* **Given problem**: Turn every line of the records below into a numbered list, skipping any blank lines. Leave the pictures out of your answer.

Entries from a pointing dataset
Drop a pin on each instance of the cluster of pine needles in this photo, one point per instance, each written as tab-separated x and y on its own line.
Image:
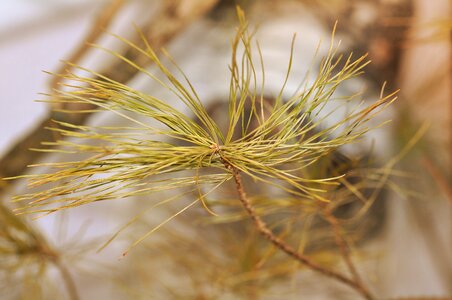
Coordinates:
274	144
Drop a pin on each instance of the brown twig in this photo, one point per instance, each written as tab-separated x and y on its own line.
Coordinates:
268	234
101	23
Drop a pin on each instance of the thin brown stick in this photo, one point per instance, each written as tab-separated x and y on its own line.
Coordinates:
342	245
108	12
268	234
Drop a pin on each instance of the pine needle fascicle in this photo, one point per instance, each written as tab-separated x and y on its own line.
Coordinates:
175	150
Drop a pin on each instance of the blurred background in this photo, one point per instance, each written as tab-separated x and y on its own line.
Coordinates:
409	44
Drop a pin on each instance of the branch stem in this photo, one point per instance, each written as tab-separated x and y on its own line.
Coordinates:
262	227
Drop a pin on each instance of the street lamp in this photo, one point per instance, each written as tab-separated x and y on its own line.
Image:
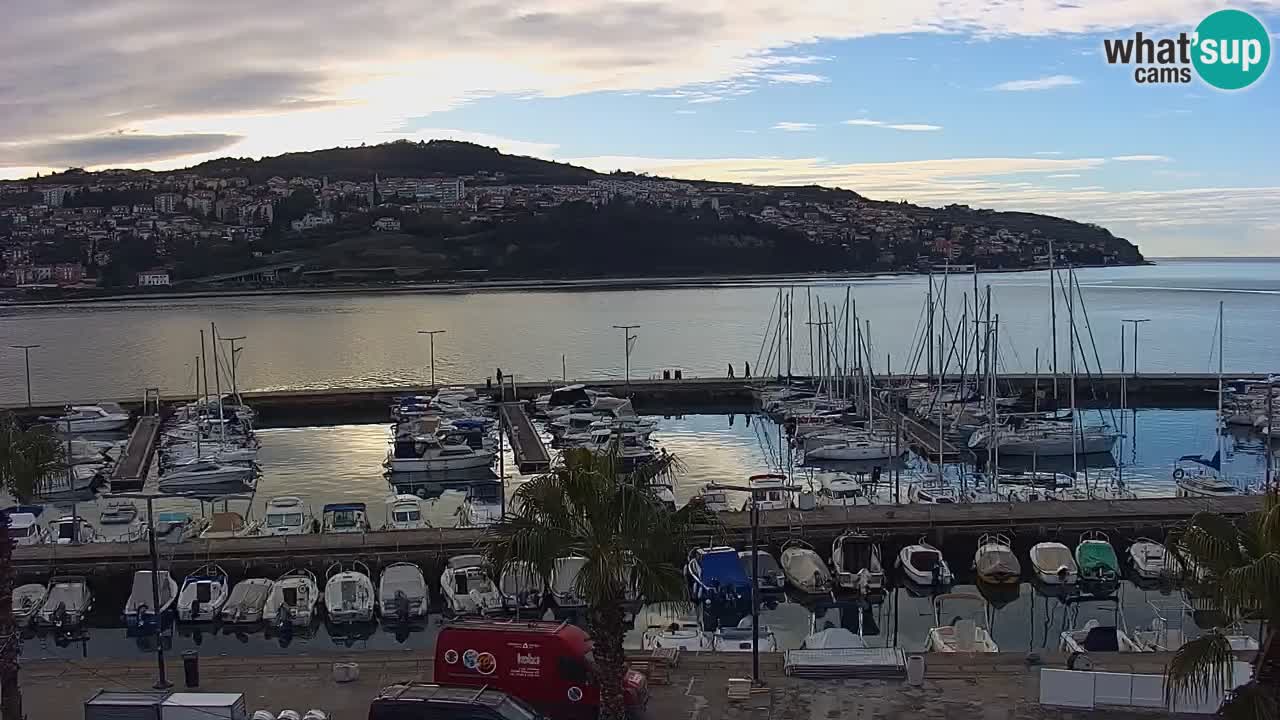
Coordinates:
755	560
432	335
1136	323
26	355
626	347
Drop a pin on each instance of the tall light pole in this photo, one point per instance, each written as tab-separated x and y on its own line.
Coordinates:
1136	323
26	355
432	335
626	350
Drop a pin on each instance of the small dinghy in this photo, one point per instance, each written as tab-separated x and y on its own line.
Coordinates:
145	609
855	559
804	569
1096	559
348	595
202	596
247	600
293	600
563	579
1054	564
402	595
1151	560
995	561
520	587
924	565
65	604
27	601
960	634
467	587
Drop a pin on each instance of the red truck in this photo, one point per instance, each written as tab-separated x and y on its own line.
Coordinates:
548	665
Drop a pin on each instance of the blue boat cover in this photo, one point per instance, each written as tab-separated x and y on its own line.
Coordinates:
725	568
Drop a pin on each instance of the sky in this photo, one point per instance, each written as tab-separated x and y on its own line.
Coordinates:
1008	105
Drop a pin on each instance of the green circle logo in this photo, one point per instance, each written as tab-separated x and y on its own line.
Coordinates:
1232	49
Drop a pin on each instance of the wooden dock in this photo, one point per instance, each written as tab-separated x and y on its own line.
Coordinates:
430	547
131	472
526	445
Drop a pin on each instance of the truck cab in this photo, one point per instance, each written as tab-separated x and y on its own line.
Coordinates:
548	665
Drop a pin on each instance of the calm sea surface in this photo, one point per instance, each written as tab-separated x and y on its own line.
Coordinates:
114	350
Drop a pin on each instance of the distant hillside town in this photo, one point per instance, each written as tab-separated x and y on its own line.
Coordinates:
339	219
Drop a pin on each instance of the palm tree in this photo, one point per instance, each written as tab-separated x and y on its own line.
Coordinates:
26	458
1234	570
586	506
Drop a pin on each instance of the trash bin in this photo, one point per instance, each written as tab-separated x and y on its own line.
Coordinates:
191	668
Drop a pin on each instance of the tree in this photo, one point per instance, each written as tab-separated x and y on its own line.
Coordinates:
1234	570
26	458
589	507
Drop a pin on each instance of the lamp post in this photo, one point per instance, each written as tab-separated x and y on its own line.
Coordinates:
26	355
1136	323
626	349
755	563
432	335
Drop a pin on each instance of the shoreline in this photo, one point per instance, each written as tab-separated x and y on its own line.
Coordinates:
456	287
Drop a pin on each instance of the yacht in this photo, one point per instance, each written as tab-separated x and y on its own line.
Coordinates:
467	587
348	595
101	418
429	454
202	595
344	518
402	593
405	513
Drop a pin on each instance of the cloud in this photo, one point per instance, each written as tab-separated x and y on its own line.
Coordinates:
1046	82
905	127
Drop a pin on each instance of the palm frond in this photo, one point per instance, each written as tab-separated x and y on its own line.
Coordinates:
1200	669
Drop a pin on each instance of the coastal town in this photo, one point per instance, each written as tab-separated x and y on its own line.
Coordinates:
152	229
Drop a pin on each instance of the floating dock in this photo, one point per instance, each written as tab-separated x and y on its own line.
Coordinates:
526	445
274	555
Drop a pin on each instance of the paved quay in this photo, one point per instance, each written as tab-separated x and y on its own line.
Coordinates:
993	687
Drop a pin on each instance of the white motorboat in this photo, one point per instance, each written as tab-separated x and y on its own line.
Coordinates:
467	587
769	492
27	601
247	601
995	560
855	559
960	634
145	609
739	639
348	595
481	506
342	518
429	454
520	587
405	513
1054	564
293	600
772	578
67	602
71	529
202	595
402	593
286	515
1151	560
101	418
924	565
24	529
676	630
804	569
1096	637
563	580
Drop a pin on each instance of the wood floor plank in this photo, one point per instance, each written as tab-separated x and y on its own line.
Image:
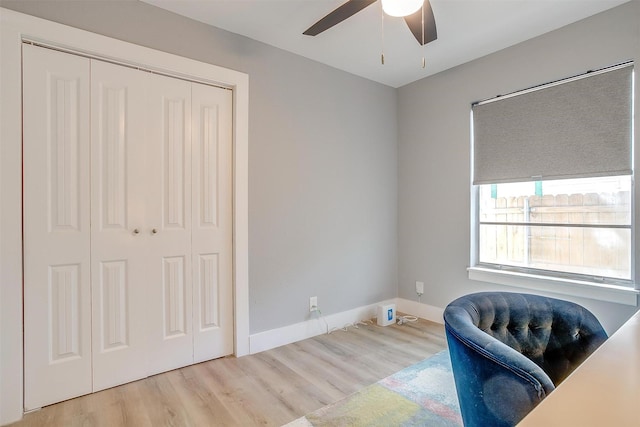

* **Worked solution**:
1. Drop a pin on each instance of the cluster of pine needles in this photo, one point per instance, each written as tab-separated x and y on its own line.
2. Image:
3. Coordinates:
4. 274	144
5. Drop a pin on each instance of the brown twig in this photo, one point per instance, each written as tab-separated x and y on its own line.
6. Coordinates:
7. 268	234
8. 101	23
9. Drop a pin on each instance of the thin brown stick in this photo, one point per instance, each written as tab-separated x and y on its own line.
10. Coordinates:
11. 342	245
12. 108	12
13. 268	234
14. Drop a pin on each instance of the pine needle fascicle in this photo, one point per instance, each written as tab-separated x and y on its own line.
15. Coordinates:
16. 175	150
17. Drop a pin on each instance of the blurred background in this photo, one point per instance, each written as tab-separated x and y on its own line.
18. Coordinates:
19. 409	44
20. Drop a pin on each instance of the branch stem in this photo, one point per instance, each written as tab-separated x and y on its own line.
21. Coordinates:
22. 262	227
23. Drop a pin on each instance of the street lamp in this photo, one point per instance, each written as tab-separated x and y on its own line.
24. Image:
25. Coordinates:
26. 755	560
27. 432	335
28. 1136	323
29. 26	355
30. 626	347
31. Drop a pin on each instance of the tall light pole in this photo, one point per instance, each written as tab-separated x and y on its own line.
32. Coordinates:
33. 1136	323
34. 26	355
35. 432	335
36. 626	350
37. Drop a pin on each instance of the small dinghy in this photo, one point per instance, each written as tab-separated x and y on its own line.
38. Coordinates:
39. 145	609
40. 855	559
41. 804	569
42. 1096	559
43. 348	595
44. 202	596
45. 247	600
46. 293	600
47. 563	579
48. 1054	564
49. 402	595
50. 1151	560
51. 995	561
52. 520	587
53. 924	565
54. 65	604
55. 27	601
56. 960	634
57. 467	587
58. Drop a pin on each instance of the red truck in this photo, one point per instance, each written as tab-separated x and y on its own line.
59. Coordinates:
60. 548	665
61. Drop a pin on each instance of the blue boat cover in this photo, one point per instance, each written as tab-separated x and y on its own line.
62. Coordinates:
63. 725	568
64. Drop a pin on each instance of the sky in this photo, one point per instance, each written as tab-separated x and y on its own line.
65. Coordinates:
66. 1008	105
67. Drop a pin on each instance of the green circle logo in this photo, one point per instance, each written as tab-separated x and y on its own line.
68. Coordinates:
69. 1232	49
70. Drop a pin on each instance of the wooden dock in this photo, one point per instance, each written as tab-separated x and y on its own line.
71. Coordinates:
72. 430	547
73. 131	472
74. 526	445
75. Drop a pin on each instance of the truck cab in this photo, one point per instance, each written as tab-separated x and y on its own line.
76. Coordinates:
77. 548	665
78. Drop a pin on each instance of the calm sea surface in this photo, one point per instance, each written as tab-separated x and y on its own line.
79. Coordinates:
80. 114	350
81. Drop a pin on each instance of the distant hillside town in this photo, one point per instance, each written as tab-separated x and y on its own line.
82. Coordinates:
83. 339	219
84. Drop a pin on each instance of the palm tree in this photo, one point per instance, each written as tab-separated x and y on its own line.
85. Coordinates:
86. 26	458
87. 1234	570
88. 586	506
89. Drop a pin on each instance of the trash bin in this photo, one point per instance, each written as tab-separated x and y on its own line.
90. Coordinates:
91. 191	668
92. Drop a pin on each instance of the tree in this photo, one point per instance, each written as tab-separated x and y on its own line.
93. Coordinates:
94. 1234	570
95. 26	458
96. 589	507
97. Drop a pin on each instance of the lamp post in this photo, one point per instance, each written as tab-separated x and y on its own line.
98. Coordinates:
99. 26	355
100. 1136	323
101. 626	349
102. 755	563
103. 432	335
104. Drop a pin on each instance of the shoreline in this photo, one point per instance, each written as tab-separated x and y on its own line.
105. Coordinates:
106. 456	287
107. Drop a pin on each instance of the yacht in this photo, one point per instance, each written as tab-separated x and y on its own line.
108. Coordinates:
109. 467	587
110. 348	595
111. 101	418
112. 429	454
113. 202	595
114. 344	518
115. 402	593
116. 405	513
117. Drop a pin on each instance of the cloud in this photo, one point per instance, each written as tab-separated x and y on its own line.
118. Coordinates:
119. 1046	82
120. 905	127
121. Drop a pin on each instance of the palm frond in this photo, one point per instance, each written as tab-separated x and y on its own line.
122. Coordinates:
123. 1200	669
124. Drop a pin on each instance of the coastal town in this photo, one point per instance, each written as tab-separated x and y on its own line.
125. Coordinates:
126. 152	229
127. Drop a pin on each instance of the floating dock in this photo, one point per instance, each written as tab-separated x and y on its own line.
128. Coordinates:
129. 526	445
130. 274	555
131. Drop a pin on each instance of the paved quay in this photo, one point per instance, each written as tab-separated x and y on its own line.
132. Coordinates:
133. 993	687
134. Drop a pin on each instance of the white motorboat in this photo, one point per instance, each written as tab-separated x and y on its own line.
135. Coordinates:
136. 467	587
137. 769	492
138. 27	601
139. 247	601
140. 995	560
141. 855	559
142. 960	634
143. 145	609
144. 739	639
145. 348	595
146. 481	506
147. 342	518
148. 429	454
149. 520	587
150. 405	513
151. 1054	564
152. 293	600
153. 772	578
154. 67	602
155. 71	529
156. 202	595
157. 402	593
158. 286	515
159. 1151	560
160. 101	418
161. 924	565
162. 24	529
163. 676	630
164. 804	569
165. 1096	637
166. 563	580
167. Drop a pin on each instance of the wood floor plank in this photo, one point per instance, each written as tab-separated x and y on its own line.
168. Image:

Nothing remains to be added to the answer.